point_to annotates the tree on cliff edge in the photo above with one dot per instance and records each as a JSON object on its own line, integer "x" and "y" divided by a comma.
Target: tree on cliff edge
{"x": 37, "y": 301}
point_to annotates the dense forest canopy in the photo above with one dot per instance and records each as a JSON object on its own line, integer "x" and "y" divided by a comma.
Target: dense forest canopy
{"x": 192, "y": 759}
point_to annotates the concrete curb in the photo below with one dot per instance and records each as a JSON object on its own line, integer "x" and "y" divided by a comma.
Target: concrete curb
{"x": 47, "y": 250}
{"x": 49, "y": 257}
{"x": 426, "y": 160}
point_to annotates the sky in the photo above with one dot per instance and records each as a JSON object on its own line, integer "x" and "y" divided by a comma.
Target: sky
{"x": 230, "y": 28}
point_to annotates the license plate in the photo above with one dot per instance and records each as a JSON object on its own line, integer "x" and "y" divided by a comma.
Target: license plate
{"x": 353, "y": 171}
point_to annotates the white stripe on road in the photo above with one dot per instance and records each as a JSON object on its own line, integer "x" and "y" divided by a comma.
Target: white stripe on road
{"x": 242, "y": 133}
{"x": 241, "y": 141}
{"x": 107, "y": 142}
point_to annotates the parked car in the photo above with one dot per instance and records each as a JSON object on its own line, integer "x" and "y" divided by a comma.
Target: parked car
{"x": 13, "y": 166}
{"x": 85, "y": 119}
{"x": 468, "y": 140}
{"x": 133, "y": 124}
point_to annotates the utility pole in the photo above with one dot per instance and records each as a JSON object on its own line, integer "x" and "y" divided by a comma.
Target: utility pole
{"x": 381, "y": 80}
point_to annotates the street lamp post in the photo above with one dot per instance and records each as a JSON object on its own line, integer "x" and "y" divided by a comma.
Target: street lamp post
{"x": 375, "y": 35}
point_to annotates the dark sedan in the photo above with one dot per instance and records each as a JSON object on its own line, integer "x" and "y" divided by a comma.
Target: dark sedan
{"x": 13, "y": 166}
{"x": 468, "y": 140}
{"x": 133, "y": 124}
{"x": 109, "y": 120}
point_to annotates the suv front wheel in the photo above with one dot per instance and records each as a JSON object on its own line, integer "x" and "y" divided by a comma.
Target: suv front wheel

◆ **Aim of the task**: Copy the items above without changes, starting with the line that contains "point_to annotates the parked" and continuing through the last line of the items.

◆ **Exercise solution**:
point_to annotates the parked car in the photo above with one dot per instance and records each as a JSON object on its own line, integer "x" and "y" divided by a comma.
Target: parked car
{"x": 13, "y": 166}
{"x": 85, "y": 119}
{"x": 468, "y": 140}
{"x": 133, "y": 124}
point_to annotates the utility pole in the photo above with one dot per instance and records each as a JSON object on its own line, integer "x" and "y" divided by a comma.
Target: utility pole
{"x": 381, "y": 80}
point_to annotates the street lamp post in the photo above with one dot per instance and records each as a JSON object on its own line, integer "x" and "y" divided by a comma.
Target: street lamp post
{"x": 375, "y": 35}
point_to annotates the dark sedan in the photo above with one dot per instance and records each as a JSON object on its own line, integer "x" and "y" divided by a comma.
Target: dark sedan
{"x": 13, "y": 166}
{"x": 468, "y": 140}
{"x": 133, "y": 124}
{"x": 109, "y": 120}
point_to annotates the suv front wheel in the photo above with one dot per instance and records each as a JSON object on its own line, integer "x" and "y" divided by a comma.
Target: suv front wheel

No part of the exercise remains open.